Report each line in the rows below that contains the word "kitchen", copying every such line in full.

--- Begin Records for this exercise ---

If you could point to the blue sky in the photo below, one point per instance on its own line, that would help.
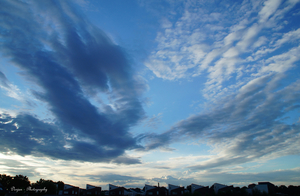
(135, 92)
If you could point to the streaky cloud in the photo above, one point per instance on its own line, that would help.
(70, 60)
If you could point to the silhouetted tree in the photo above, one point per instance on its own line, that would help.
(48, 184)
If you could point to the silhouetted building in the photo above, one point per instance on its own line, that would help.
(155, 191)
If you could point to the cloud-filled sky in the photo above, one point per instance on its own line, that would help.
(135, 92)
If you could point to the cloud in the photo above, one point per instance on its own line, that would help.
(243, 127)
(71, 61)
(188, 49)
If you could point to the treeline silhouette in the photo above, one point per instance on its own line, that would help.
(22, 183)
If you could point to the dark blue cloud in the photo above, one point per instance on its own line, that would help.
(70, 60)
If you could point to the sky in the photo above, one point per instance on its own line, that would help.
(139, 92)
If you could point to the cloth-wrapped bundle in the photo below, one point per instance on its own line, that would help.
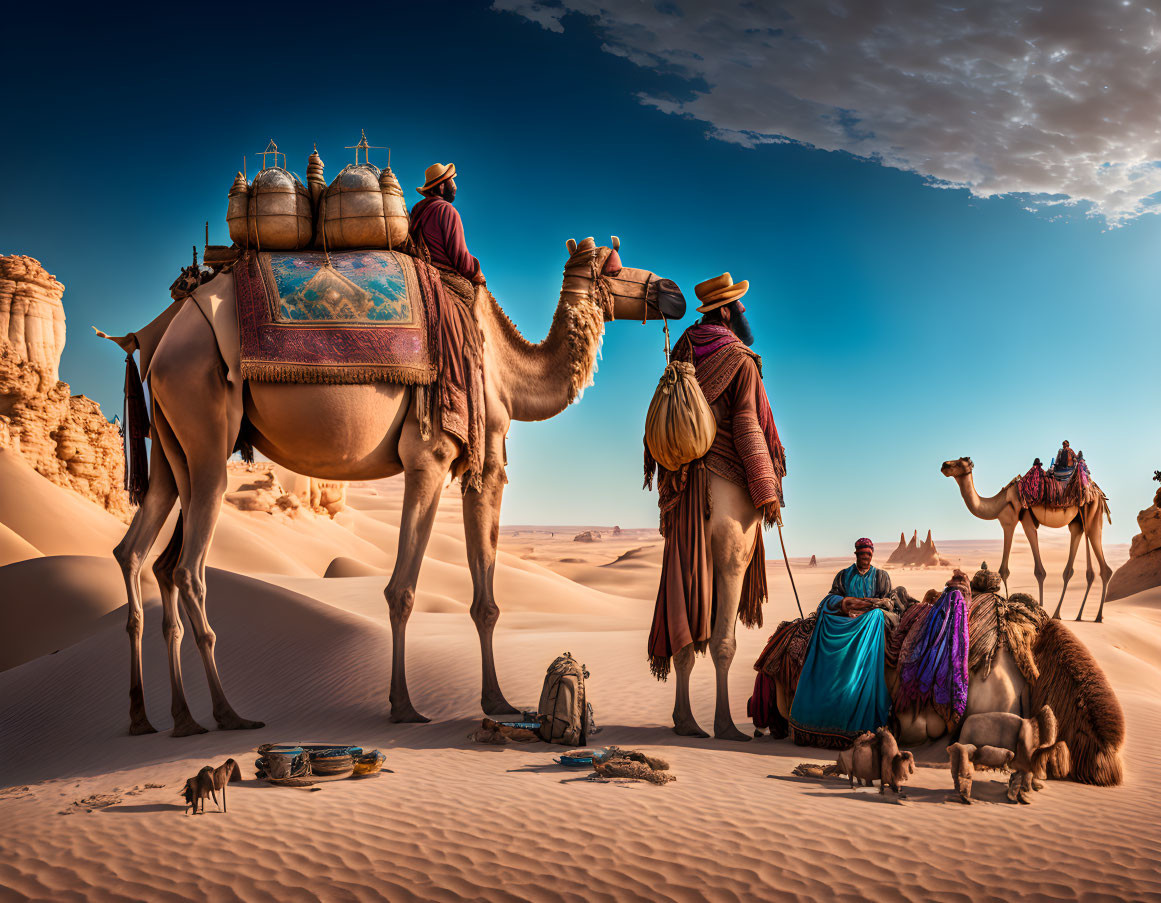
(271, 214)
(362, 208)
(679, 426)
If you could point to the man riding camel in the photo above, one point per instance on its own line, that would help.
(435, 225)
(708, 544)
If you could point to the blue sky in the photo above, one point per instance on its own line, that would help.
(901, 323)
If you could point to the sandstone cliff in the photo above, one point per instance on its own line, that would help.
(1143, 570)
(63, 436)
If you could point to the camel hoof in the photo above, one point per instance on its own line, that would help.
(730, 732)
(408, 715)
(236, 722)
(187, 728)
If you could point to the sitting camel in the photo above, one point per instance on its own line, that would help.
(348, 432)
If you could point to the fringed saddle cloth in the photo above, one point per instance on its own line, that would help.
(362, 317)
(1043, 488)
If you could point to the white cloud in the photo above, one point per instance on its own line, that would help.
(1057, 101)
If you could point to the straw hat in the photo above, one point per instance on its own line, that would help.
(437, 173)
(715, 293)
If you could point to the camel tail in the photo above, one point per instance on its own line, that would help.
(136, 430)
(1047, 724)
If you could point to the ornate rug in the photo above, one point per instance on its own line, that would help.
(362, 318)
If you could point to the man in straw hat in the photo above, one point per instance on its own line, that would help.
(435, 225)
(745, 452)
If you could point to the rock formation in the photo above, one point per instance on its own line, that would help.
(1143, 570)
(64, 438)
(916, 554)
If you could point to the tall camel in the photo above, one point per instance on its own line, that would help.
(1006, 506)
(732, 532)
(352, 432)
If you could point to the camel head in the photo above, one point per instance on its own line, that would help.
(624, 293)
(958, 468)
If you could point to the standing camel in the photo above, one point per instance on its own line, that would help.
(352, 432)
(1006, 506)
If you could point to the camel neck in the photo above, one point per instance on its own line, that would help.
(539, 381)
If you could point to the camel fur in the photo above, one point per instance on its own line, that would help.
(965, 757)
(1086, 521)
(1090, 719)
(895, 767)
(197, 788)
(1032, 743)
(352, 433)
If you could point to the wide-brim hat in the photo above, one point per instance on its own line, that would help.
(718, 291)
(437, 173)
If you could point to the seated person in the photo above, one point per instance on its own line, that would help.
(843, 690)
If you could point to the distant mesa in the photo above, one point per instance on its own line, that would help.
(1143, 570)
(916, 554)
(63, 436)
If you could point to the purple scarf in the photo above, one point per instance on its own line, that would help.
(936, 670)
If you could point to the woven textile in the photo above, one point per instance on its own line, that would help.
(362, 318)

--- End Records for this exercise ---
--- Begin Records for this exercise ---

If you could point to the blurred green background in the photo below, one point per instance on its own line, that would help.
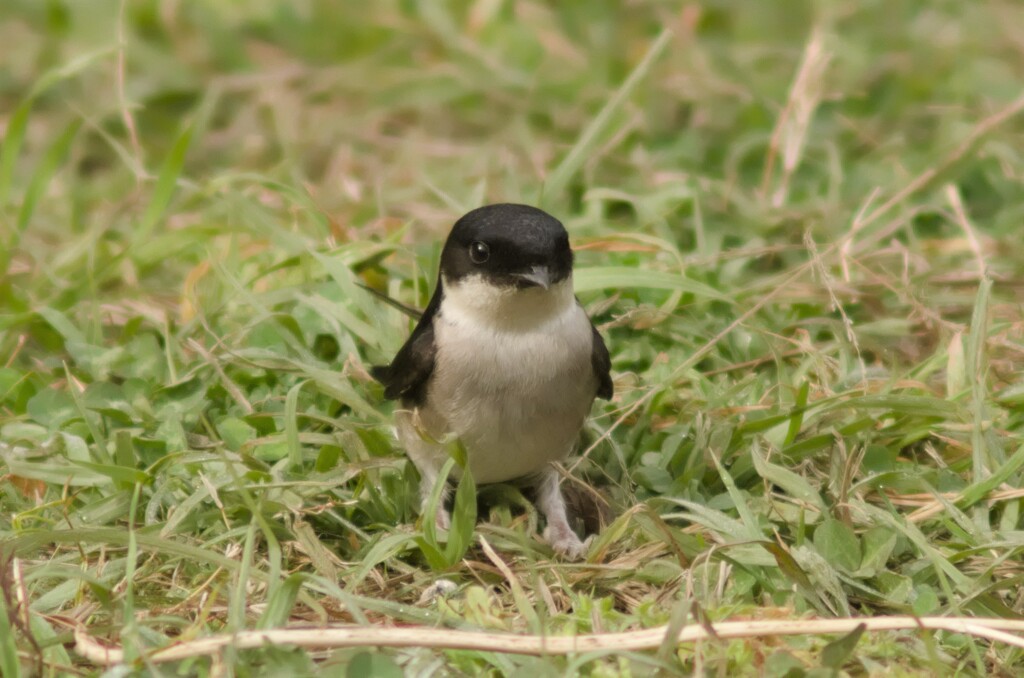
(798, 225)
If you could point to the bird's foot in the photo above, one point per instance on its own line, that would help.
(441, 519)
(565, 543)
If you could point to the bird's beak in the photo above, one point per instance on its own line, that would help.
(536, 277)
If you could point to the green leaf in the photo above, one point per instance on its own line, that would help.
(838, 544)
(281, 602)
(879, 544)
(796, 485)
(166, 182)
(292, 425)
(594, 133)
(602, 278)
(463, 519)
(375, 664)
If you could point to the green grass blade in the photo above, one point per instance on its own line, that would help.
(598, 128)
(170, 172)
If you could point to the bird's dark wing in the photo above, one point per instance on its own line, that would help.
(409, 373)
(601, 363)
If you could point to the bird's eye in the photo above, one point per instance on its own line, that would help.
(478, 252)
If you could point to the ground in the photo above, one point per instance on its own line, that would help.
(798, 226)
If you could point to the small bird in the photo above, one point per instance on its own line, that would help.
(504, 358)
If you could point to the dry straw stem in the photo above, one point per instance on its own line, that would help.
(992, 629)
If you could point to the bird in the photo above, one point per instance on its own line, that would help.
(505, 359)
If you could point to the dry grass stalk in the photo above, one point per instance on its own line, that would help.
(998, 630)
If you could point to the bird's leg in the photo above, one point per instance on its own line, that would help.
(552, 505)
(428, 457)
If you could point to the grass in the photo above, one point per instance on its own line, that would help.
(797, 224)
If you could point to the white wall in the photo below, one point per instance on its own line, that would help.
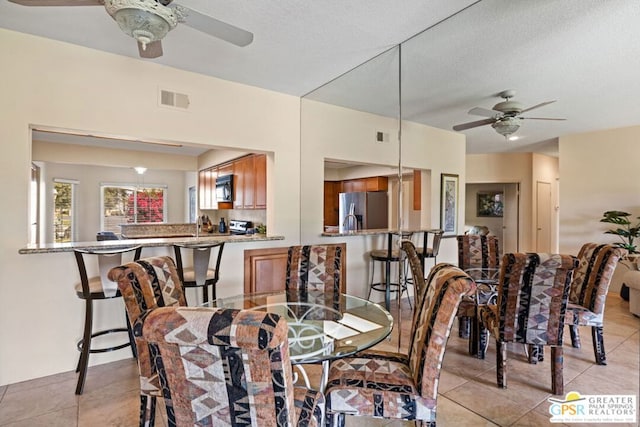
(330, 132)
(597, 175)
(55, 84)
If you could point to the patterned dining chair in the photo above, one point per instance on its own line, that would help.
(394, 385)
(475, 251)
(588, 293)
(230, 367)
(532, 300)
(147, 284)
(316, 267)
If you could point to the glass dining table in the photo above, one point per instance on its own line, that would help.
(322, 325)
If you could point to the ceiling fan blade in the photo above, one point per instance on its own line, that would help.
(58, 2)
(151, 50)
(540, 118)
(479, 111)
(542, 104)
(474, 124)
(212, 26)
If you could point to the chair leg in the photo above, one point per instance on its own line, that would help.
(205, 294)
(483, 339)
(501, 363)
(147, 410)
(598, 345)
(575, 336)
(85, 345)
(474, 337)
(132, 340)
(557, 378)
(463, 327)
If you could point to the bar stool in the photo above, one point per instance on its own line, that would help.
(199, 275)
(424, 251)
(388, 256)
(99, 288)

--- End Records for this exercise ---
--- Begin Records for this exercise ---

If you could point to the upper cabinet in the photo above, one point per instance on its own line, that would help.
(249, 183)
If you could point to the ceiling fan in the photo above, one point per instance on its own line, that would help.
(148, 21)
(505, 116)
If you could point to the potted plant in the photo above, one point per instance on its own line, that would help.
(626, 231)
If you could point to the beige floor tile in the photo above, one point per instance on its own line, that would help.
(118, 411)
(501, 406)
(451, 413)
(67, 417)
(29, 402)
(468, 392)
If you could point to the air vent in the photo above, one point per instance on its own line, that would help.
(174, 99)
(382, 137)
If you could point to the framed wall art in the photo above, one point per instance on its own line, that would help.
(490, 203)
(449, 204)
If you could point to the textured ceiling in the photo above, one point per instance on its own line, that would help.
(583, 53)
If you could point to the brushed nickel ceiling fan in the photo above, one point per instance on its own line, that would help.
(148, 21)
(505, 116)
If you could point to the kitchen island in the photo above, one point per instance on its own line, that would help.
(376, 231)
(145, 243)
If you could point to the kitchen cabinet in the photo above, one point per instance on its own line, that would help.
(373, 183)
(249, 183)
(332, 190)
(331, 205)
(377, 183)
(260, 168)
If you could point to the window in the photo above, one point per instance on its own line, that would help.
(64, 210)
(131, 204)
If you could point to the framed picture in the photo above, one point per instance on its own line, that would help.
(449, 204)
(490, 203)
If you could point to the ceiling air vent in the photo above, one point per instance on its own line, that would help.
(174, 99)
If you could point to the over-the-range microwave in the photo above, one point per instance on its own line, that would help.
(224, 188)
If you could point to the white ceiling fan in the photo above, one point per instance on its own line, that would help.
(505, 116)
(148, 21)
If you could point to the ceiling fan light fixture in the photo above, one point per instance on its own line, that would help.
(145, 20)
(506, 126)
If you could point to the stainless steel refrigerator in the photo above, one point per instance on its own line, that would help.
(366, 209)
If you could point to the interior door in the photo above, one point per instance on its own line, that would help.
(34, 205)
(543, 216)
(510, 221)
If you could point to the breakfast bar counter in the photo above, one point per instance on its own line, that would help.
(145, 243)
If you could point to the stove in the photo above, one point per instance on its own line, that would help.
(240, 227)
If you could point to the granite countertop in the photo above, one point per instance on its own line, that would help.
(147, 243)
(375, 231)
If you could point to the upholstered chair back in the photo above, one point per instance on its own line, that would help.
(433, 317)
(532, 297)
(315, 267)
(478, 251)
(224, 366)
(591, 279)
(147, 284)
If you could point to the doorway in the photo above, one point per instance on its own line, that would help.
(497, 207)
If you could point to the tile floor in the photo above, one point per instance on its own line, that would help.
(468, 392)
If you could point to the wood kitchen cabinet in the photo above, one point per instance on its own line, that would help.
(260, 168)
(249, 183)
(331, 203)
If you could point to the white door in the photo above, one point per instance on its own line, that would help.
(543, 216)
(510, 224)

--- End Records for this exercise ---

● Exercise response:
If you could point to the kitchen island in the photo above, one point per instance on its own line, that would help.
If you could point to the kitchen cabinet in the photo above, one point per instance on its own line, that would help.
If you could point to the wood kitchen cabinet in the photo above, one point per instance on its own line, that would help.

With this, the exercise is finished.